_Given problem 1_
Update the entries from the line containing "of the groom" through the end of the entries: write those lines out again with "tall grass" changed to "wild grass" and everything else left as it is. Return only those lines.

_Selected text_

= Historical poetics =

In film studies, historical poetics is a scholarly approach to studying film, which David Bordwell outlined in his book Making Meaning (1989). Poetics studies the text itself rather than its production, reception or cultural significance and it can therefore be seen as a logical first step – though expressly not the last step – in terms of understanding how a narrative text (i.e. a television series or a film) works.

==Overview==
Bordwell argues that theory-driven, interpretative approaches should be eschewed and argued that historical poetics was a better approach to studying film. Bordwell argues that "[a]ny inquiry into the fundamental principles by which a work in any representational medium is constructed can fall within the domain of poetics." Henry Jenkins makes a distinction between descriptive poetics and prescriptive poetics where the former examine "how artworks have been constructed" and the latter make a case for "how artworks should be constructed." Much of Bordwell's own research falls within the former category while an example of the latter is the Dogme 95 Manifesto by Danish directors Lars von Trier and Thomas Vinterberg.

_Given problem 2_
According to the article on historical poetics, in which book did David Bordwell outline this approach?

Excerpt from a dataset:
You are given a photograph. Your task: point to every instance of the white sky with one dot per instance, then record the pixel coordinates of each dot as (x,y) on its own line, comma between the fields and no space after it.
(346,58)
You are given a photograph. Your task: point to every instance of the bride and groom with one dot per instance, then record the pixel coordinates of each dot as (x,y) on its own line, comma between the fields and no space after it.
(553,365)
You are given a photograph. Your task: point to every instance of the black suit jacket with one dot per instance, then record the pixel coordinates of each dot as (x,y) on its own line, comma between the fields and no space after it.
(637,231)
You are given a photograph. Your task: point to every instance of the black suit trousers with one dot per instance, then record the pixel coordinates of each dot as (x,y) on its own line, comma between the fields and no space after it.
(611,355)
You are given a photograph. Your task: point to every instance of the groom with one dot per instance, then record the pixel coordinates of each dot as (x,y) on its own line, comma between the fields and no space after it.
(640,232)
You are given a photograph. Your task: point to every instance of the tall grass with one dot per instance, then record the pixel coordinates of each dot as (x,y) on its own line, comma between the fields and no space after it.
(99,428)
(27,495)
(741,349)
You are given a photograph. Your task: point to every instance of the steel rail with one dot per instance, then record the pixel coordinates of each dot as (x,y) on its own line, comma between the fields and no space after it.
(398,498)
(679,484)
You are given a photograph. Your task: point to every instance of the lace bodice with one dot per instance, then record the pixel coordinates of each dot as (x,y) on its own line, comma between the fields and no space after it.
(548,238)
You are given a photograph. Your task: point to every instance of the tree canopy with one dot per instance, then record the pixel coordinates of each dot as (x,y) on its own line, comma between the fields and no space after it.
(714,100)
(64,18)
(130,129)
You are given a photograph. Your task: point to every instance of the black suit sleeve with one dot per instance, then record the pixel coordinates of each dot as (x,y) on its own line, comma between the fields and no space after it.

_Full solution 1_
You are given a photograph. Your task: point to every instance of the groom with one dot per instance, then record the pixel coordinates of each dot as (x,y) on its own line, comma between the fields and no space after it.
(640,232)
You are given a photograph. Your task: point to every instance of the wild grass with one dot per instance, then record the pixel coordinates of each dot as (x,y) on its own line, comma between the fields and no space after it.
(99,428)
(27,495)
(741,349)
You are given a photograph. Your task: point to every instance of the steel rail with one dot per instance, then record the pixel coordinates of each dot as (x,y) on its own line, comma between the fields and no space after it.
(398,498)
(679,484)
You are given a photograph. Your task: point to every instance of the lace bodice with one dot per instance, then record the pixel coordinates of each dot as (x,y) on its own line, comma between the fields and no space after it.
(548,238)
You are given a photograph. Your task: point to every instance of the tree canopy with one dot per instance, then record the pixel coordinates of each dot as (x,y) on its own line, comma between the fields and no space after it.
(714,100)
(64,18)
(130,129)
You are given a photograph. Your task: point to every instance of the black suit sleeve with one dot per instance, then record the pixel coordinates of each dot as (x,y) on its own line, comma between the fields and no space after it.

_Full solution 2_
Making Meaning (1989)